Task instructions -
**1.** Please reproduce word for word the part of the article on provincial debt levels between "He highlights, in" and "crisis of 2008.", inclusive.
**2.** Write the next part of the article on provincial debt levels, picking up after its last sentence.

Page excerpt -
===

In The Know

Provincial debt levels have hit historic heights: C.D. Howe

In examining the trends up to the round of federal provincial budgets released in spring of 2021, former federal deputy minister Louis Lévesque finds that, even prior to the pandemic, provincial debt levels in Canada have hit historic heights. 

He highlights, in this Intelligence Memo for C.D. Howe Institute, that provincial and federal debt levels have radically diverged since the financial crisis of 2008.

While automatic stabilizers and the federal macroeconomic response plan implemented in 2009 resulted in a temporary upward tick to the federal debt as a percentage of GDP, the downward trend resumed soon after.

On the other hand, provincial debt levels have consistently spiked upward since 2007, reaching historically high levels at the end of 2019. These levels were in fact closing in on the federal debt level — a situation with no precedent since 1945, he observes.

===

Extracted records -

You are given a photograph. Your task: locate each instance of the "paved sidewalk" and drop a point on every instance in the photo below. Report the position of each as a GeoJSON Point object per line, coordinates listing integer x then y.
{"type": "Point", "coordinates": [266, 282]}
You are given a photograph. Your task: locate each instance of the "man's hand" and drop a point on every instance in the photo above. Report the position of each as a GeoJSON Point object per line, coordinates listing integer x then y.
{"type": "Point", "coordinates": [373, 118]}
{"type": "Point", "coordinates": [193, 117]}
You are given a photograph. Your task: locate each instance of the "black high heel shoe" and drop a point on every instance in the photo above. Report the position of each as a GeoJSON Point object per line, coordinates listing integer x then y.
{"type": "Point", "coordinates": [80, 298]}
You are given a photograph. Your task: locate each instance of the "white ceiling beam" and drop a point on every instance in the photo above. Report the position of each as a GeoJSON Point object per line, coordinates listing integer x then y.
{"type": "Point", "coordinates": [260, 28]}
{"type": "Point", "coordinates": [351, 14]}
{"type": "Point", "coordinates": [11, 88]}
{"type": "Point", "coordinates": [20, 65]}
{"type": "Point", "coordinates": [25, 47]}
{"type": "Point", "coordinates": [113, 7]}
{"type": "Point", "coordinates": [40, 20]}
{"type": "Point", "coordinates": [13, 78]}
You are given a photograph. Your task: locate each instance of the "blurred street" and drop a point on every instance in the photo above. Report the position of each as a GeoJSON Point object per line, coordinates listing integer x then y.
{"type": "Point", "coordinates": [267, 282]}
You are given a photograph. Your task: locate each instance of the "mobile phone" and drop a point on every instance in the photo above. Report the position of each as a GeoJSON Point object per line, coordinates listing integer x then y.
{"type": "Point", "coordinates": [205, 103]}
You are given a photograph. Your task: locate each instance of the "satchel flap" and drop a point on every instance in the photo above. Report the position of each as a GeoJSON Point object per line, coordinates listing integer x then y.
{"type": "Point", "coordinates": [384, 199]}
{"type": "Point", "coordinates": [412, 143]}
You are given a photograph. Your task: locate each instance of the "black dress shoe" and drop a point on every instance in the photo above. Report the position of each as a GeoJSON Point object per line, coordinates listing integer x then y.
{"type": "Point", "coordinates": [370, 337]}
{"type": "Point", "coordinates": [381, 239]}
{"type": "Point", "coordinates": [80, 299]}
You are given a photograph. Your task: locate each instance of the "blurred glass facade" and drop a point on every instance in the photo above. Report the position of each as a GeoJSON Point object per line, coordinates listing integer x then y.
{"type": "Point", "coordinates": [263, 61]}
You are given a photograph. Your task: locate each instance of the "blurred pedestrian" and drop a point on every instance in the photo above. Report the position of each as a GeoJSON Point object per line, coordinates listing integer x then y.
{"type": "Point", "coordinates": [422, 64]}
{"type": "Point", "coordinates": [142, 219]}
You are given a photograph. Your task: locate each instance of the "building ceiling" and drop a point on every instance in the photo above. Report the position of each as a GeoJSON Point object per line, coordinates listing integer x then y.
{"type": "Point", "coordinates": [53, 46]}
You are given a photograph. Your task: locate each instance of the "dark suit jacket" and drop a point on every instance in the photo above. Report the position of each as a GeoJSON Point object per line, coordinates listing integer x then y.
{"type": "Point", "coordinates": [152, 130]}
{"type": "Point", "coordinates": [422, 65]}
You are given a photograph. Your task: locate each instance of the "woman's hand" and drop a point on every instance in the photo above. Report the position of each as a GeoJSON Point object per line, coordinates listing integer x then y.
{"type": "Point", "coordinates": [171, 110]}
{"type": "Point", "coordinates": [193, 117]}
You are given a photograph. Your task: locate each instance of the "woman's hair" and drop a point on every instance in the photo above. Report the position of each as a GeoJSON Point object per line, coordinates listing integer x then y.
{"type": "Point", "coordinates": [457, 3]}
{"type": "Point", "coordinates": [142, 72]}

===

Task answers -
**1.**
He highlights, in this Intelligence Memo for C.D. Howe Institute, that provincial and federal debt levels have radically diverged since the financial crisis of 2008.

**2.**
The reasons for this rise? Rapidly growing provincial territorial health expenditures is the largest factor, but lower oil prices since 2014 have also played a major role, in Alberta and Newfoundland and Labrador especially. 

Another less understood but significant contributor, he writes, is the important reinvestment in public infrastructure that started after 2000 following years of neglect, as this has largely been debt financed by the provinces. 

Lévesque ends with a warning: 

“With the exception of the oil-price rebound, there is no reason to expect that pressures on provincial debt associated with healthcare spending and infrastructure will subside anytime soon. In addition, the pandemic fiscal shock and its aftermath will only serve to push provincial debt levels higher.”